At the Phan laboratory, we explore the physics of functional nanomaterials, with the ultimate goal being the development of innovative sensing technologies for niche applications. Our group also synthesizes and grows new material systems that are tolerant to harsh environments (e.g. high temperature, high corrosion, extreme irradiation, and bio-fluid) where the conventional silicon counterpart does not function properly. Applications of electronic devices developed at the Phan-Lab include but not limited to environmental monitoring, space applications, and bio-medical devices.
Researchers at Phan-Lab develop functional materials for a broad range of industrial applications. One of our main focused material is silicon carbide nanothin films which are deposited on standard Si wafers using CVD. We also collaborate with other research groups in synthesizing nanowires and porous materials for highly sensitive bio-chemical sensors.
We invent innovative fabrication technologies which can be scaled up to wafer level for mass production. Our novel fabrication processes also ease the integration of sensing elements with standard electronics devices, as well as enabling new functionalities such as flexibility and streachability.
Physics of nanomaterials
The Phan-Lab explores the physical properties of nanomaterials such as the piezoresistive, piezoelectric, thermoelectric, thermoresistive, photovoltaic effects, which lay the foundation for the design and development of ubiquitous micro and nanosensing applications.
Device development & characterization
Employing advanced micro/nanomachining process and combined with the elucidated sensing phenomena, researchers at Phanlab fabricate and characterize several electronic devices for sensing and monitoring applications. These devices include strain sensors for structural health monitoring, pressure sensors for combustion engines, high temperature sensors, and UV detectors.
We develop unconventional electronics with new functions such as flexibility and stretch-ability using nanothin film materials. These electronic devices take advantages of the superior properties in inorganic semiconductors (e.g. SiC and GaN) as well as their mechanical flexibility, opening a new route toward wearable and implantable electronics for health monitoring and medical treatment.

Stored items

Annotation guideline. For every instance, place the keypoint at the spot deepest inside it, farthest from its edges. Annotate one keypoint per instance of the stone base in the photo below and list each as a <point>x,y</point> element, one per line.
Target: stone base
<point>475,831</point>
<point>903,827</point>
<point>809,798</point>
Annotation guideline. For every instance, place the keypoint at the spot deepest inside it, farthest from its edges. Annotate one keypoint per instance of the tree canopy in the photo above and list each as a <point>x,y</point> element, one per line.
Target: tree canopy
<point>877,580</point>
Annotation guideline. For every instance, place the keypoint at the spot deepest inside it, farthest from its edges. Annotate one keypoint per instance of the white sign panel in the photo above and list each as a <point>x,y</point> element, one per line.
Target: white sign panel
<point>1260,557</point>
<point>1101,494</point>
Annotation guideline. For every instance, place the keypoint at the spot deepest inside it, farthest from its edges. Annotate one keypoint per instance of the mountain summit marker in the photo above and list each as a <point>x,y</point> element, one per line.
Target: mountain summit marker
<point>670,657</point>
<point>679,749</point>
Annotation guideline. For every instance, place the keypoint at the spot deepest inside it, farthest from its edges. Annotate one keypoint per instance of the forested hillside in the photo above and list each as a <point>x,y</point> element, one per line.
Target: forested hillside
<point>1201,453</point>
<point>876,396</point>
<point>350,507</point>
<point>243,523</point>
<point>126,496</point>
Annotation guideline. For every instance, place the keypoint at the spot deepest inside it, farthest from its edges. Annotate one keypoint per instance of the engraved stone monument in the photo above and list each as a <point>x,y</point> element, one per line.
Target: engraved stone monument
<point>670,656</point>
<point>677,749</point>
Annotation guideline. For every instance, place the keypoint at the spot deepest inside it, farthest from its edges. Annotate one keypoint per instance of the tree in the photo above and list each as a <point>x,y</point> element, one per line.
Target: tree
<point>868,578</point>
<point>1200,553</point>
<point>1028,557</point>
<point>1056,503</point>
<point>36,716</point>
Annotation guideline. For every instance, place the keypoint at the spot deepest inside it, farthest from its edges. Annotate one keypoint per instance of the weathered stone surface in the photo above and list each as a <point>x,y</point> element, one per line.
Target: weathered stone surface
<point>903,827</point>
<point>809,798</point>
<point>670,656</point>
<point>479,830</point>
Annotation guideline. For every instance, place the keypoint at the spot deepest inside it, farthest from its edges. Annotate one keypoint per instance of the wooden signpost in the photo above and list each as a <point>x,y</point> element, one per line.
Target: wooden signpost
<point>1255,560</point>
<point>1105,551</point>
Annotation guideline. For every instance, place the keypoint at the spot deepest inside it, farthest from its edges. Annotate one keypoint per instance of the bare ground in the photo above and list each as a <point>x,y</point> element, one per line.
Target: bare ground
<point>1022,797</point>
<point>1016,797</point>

Task set -
• A. Which two inorganic semiconductors does the lab description give as examples?
• B. Write out the part of the lab description between "We invent innovative" and "flexibility and streachability.", inclusive, with no changes.

Expected results -
• A. SiC and GaN.

• B.
We invent innovative fabrication technologies which can be scaled up to wafer level for mass production. Our novel fabrication processes also ease the integration of sensing elements with standard electronics devices, as well as enabling new functionalities such as flexibility and streachability.